[Source material Boundary: Start]

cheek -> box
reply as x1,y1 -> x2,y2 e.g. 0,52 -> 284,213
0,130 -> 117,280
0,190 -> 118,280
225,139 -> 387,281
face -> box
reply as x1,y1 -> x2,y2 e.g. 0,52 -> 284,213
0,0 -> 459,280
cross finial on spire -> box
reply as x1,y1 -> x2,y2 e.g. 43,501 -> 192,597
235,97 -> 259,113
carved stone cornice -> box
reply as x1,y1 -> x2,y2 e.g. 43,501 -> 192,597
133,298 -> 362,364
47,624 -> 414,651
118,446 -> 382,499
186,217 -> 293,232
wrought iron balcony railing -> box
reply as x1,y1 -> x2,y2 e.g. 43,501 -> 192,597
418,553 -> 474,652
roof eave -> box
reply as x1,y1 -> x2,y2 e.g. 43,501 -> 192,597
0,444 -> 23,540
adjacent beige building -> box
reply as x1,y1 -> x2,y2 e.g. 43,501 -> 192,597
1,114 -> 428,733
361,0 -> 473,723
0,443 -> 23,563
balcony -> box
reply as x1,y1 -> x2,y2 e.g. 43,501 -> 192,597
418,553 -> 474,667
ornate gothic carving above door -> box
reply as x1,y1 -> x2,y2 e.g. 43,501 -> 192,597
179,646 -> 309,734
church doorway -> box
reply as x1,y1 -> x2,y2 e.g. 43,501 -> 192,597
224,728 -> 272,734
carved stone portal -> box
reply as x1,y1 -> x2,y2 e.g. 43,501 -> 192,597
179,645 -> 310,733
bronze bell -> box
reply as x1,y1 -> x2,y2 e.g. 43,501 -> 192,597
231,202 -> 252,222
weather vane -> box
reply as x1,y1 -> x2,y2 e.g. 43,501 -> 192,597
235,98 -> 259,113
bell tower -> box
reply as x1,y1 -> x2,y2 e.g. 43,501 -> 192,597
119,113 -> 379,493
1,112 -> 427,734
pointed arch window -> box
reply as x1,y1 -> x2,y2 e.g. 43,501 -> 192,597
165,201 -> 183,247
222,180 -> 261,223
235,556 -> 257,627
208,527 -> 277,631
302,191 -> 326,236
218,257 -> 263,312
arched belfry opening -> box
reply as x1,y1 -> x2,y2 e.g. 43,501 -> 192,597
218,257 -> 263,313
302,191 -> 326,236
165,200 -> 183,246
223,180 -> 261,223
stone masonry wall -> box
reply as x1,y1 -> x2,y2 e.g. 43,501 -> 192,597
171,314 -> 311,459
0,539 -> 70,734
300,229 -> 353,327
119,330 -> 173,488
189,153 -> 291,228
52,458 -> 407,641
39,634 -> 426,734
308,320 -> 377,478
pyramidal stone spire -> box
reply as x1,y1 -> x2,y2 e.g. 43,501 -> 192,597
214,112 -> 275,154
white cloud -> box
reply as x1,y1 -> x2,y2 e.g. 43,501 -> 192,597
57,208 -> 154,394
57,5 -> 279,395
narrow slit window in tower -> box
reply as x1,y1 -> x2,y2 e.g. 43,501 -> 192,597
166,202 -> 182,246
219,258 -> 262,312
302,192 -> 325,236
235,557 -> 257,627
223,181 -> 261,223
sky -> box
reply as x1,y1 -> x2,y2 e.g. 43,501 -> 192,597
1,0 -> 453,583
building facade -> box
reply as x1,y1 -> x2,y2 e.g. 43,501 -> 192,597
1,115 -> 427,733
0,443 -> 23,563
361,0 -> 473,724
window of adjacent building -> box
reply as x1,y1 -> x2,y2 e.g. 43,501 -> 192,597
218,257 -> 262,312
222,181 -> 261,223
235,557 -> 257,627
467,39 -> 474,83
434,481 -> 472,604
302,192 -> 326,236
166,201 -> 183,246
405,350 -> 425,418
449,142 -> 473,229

[Source material Boundary: End]

Using the listing above, transcribe every entry exactly.

cheek -> box
reply as x1,y1 -> x2,y2 e.g. 0,52 -> 284,213
0,130 -> 117,280
0,190 -> 118,280
225,139 -> 387,281
face -> box
reply as x1,y1 -> x2,y2 e.g. 0,52 -> 284,213
0,0 -> 459,280
cross finial on spire -> box
reply as x1,y1 -> x2,y2 e.g. 43,501 -> 192,597
235,97 -> 259,113
carved stone cornice -> box
reply as x1,y1 -> x2,y2 e.g. 43,501 -> 192,597
133,298 -> 362,364
47,624 -> 414,651
118,446 -> 382,499
186,217 -> 293,232
wrought iron balcony railing -> box
reply as x1,y1 -> x2,y2 e.g. 43,501 -> 192,597
418,553 -> 474,652
roof eave -> box
reply as x1,y1 -> x2,y2 e.g. 43,501 -> 192,597
0,444 -> 23,540
adjacent beige building -> box
reply as x1,y1 -> x2,y2 e.g. 43,501 -> 192,597
1,114 -> 428,733
361,0 -> 473,723
0,443 -> 23,563
balcony -> box
reply as x1,y1 -> x2,y2 e.g. 43,501 -> 192,597
418,553 -> 474,667
ornate gothic carving above door -> box
reply as x1,y1 -> x2,y2 e.g. 43,501 -> 192,597
179,646 -> 309,734
church doorway -> box
reply as x1,y1 -> x2,y2 e.g. 43,501 -> 192,597
224,728 -> 272,734
carved stone portal -> box
reply as x1,y1 -> x2,y2 e.g. 43,501 -> 192,597
179,645 -> 310,733
bronze bell -> box
reply as x1,y1 -> x2,y2 e.g. 43,501 -> 192,597
231,202 -> 252,222
weather vane -> box
reply as x1,y1 -> x2,y2 e.g. 43,501 -> 192,597
235,98 -> 259,113
bell tower -> box
reply as x1,y1 -> x2,y2 e.g. 43,501 -> 192,597
119,113 -> 379,493
1,112 -> 427,734
pointed arch window -> box
reply as x1,y1 -> x2,y2 e.g. 43,501 -> 192,597
165,201 -> 183,247
222,180 -> 261,223
235,556 -> 257,627
208,527 -> 277,631
302,191 -> 326,236
218,257 -> 263,312
arched belfry opening -> box
reply as x1,y1 -> x2,y2 e.g. 43,501 -> 192,597
218,257 -> 263,313
302,191 -> 326,236
165,200 -> 183,246
223,180 -> 261,223
stone masonry wall -> box
reply as x1,y1 -> x2,y2 e.g. 43,501 -> 192,597
171,314 -> 311,459
0,539 -> 70,734
300,229 -> 353,327
119,330 -> 173,488
189,153 -> 291,228
52,458 -> 407,641
39,634 -> 426,734
308,320 -> 377,478
pyramidal stone spire -> box
reply as x1,y1 -> x2,y2 e.g. 43,501 -> 192,597
214,112 -> 275,154
white cloud -> box
reply as x1,y1 -> x2,y2 e.g. 43,501 -> 192,597
57,208 -> 154,394
57,5 -> 279,395
narrow slit window in tower -> box
reply as x1,y1 -> x2,y2 e.g. 43,501 -> 192,597
166,202 -> 182,246
219,258 -> 262,312
302,192 -> 325,236
235,557 -> 257,627
223,181 -> 261,223
sky -> box
reply as x1,y1 -> x2,y2 e.g. 43,501 -> 192,597
1,0 -> 453,583
building facade -> box
reply as x1,y1 -> x2,y2 e.g. 43,501 -> 192,597
1,115 -> 427,733
0,443 -> 23,563
361,0 -> 473,724
window of adjacent building -> box
reply as x1,y1 -> x2,y2 e.g. 43,501 -> 192,597
218,257 -> 262,312
222,181 -> 261,223
235,557 -> 257,627
467,39 -> 474,83
434,481 -> 472,604
302,192 -> 326,236
166,201 -> 183,246
405,350 -> 425,418
449,142 -> 473,229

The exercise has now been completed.